| Work instruction |
Each entry needs to be restated exactly as written.

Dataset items
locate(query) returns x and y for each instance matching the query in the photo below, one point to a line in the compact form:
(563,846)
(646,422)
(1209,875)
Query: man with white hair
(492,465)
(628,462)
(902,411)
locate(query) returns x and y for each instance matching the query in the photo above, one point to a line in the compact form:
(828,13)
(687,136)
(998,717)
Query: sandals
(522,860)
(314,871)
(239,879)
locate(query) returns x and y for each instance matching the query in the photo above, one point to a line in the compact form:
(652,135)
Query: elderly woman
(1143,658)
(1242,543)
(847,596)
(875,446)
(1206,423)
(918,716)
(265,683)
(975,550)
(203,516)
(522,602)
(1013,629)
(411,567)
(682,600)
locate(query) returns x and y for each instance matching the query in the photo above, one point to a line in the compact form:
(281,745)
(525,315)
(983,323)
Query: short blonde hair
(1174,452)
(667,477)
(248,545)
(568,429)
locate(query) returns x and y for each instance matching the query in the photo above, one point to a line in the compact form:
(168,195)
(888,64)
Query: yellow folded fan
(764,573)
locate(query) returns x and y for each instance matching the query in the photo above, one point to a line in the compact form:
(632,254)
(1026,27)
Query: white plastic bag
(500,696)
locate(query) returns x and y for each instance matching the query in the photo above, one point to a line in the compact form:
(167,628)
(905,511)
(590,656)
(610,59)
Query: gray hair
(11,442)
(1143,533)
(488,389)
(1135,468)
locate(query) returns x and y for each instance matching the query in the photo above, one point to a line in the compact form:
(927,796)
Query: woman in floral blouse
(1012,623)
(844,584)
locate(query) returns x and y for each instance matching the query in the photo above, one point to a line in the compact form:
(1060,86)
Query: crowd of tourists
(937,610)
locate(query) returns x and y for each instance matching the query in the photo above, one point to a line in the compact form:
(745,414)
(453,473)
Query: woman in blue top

| Result |
locate(query) returns x and y for each instance matching the query in the photo below, one point to a line in the compact form:
(563,846)
(646,422)
(1209,875)
Query: man with white hair
(492,465)
(628,462)
(902,411)
locate(query) returns x and y for each instance matching the query in the photo above, one point to a line in the compact form:
(828,13)
(687,136)
(998,717)
Query: sandals
(522,860)
(314,871)
(239,879)
locate(query) returns x and y for each instance matching the query in the photo above, one point to a line in the compact form:
(652,135)
Query: elderly woman
(1143,658)
(1242,543)
(847,596)
(875,446)
(1206,423)
(918,716)
(265,683)
(975,550)
(203,516)
(522,602)
(1013,629)
(411,567)
(682,600)
locate(query) returns x and y for each instance matching the query in the photo above, one point to a line in the compact form:
(281,745)
(525,315)
(983,323)
Query: short blonde hair
(1174,452)
(667,477)
(248,545)
(568,429)
locate(query) returns x and y for each instance matching the query in the photo above, one point to a line in the compact form:
(168,195)
(888,64)
Query: yellow folded fan
(764,573)
locate(query) returns x and y for each instance matching the query in the photo above, one point to a line in the compact form:
(632,254)
(1026,27)
Query: white plastic bag
(500,696)
locate(query) returns x and y for each instance matching the query in the photo above, one point to a line in the compact form:
(167,628)
(905,511)
(590,656)
(610,59)
Query: gray hair
(11,442)
(1143,533)
(488,389)
(1135,468)
locate(query) returns x and y for each instance matching the query in the photo above, one point to a line in the compact form:
(927,796)
Query: woman in floral blouse
(1012,623)
(844,584)
locate(query) returns x and y for each instance matching the query in the photo above, one point to a line in the compact form:
(1060,86)
Query: crowd of tourists
(937,610)
locate(query) returns x and y for each instance matching the query in the photo above, one point to a line in the compact form:
(745,414)
(453,473)
Query: woman in blue top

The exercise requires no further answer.